Page excerpt:
"""
Tecno Phantom 9: Impressions

Just months shy of the 2-year mark when we last saw a Tecno Phantom smartphone, the Chinese brand is availing one in the local market, albeit more than a month since the device showed up in other African markets.

The Tecno Phantom 9 carries on the famous name of its predecessors and all the expectations that come with the status of a brand’s flagship device but without much of the hoopla of those past devices. You know, none of that “Diamond Fire design” talk in the marketing or the fancy image stitching to achieve some superfluous 80-megapixel “Super Pixel” snaps.

As we will see shortly, everything from the packaging of the device to its looks is in a compact state that doesn’t scream and shout from afar as the Phantom 8 and other Phantoms before it did. It maintains a simple profile while still pushing through with a lot of the features that can be found on competing devices and which prospective buyers of the device already look forward to.



One of the things that one notices about the Tecno Phantom 9 right out of the box is how light the device is.
"""
Material to process:
"""
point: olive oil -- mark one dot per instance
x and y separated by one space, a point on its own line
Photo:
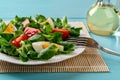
102 19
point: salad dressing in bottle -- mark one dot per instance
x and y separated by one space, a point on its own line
102 18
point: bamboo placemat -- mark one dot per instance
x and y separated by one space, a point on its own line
89 61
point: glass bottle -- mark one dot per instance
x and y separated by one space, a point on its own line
102 18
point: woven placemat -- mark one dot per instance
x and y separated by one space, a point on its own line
89 61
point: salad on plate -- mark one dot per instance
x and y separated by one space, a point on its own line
37 38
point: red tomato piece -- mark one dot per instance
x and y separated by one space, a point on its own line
22 37
64 32
31 31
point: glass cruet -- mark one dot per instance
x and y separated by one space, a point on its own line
102 18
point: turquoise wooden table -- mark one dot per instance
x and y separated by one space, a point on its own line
75 10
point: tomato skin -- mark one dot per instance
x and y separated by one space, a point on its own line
31 31
64 32
16 42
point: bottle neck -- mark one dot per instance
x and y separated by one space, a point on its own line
103 2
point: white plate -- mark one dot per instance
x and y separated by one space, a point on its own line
54 59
"""
Set exercise A:
Answer these questions about the Tecno Phantom 9 review:
(i) How long after appearing in other African markets did the device reach the local market?
(ii) What megapixel figure was given for the "Super Pixel" snaps?
(iii) What does one notice about the device right out of the box?
Set exercise B: Arrange the records as a JSON list of strings, one string per line and no blank lines, running from the line with "point: glass cruet" up to and including the last line of the records.

Exercise answer A:
(i) More than a month.
(ii) 80 megapixels.
(iii) How light the device is.

Exercise answer B:
[
  "point: glass cruet -- mark one dot per instance",
  "x and y separated by one space, a point on its own line",
  "102 18",
  "point: turquoise wooden table -- mark one dot per instance",
  "x and y separated by one space, a point on its own line",
  "75 10",
  "point: tomato skin -- mark one dot per instance",
  "x and y separated by one space, a point on its own line",
  "31 31",
  "64 32",
  "16 42",
  "point: bottle neck -- mark one dot per instance",
  "x and y separated by one space, a point on its own line",
  "103 2",
  "point: white plate -- mark one dot per instance",
  "x and y separated by one space, a point on its own line",
  "54 59"
]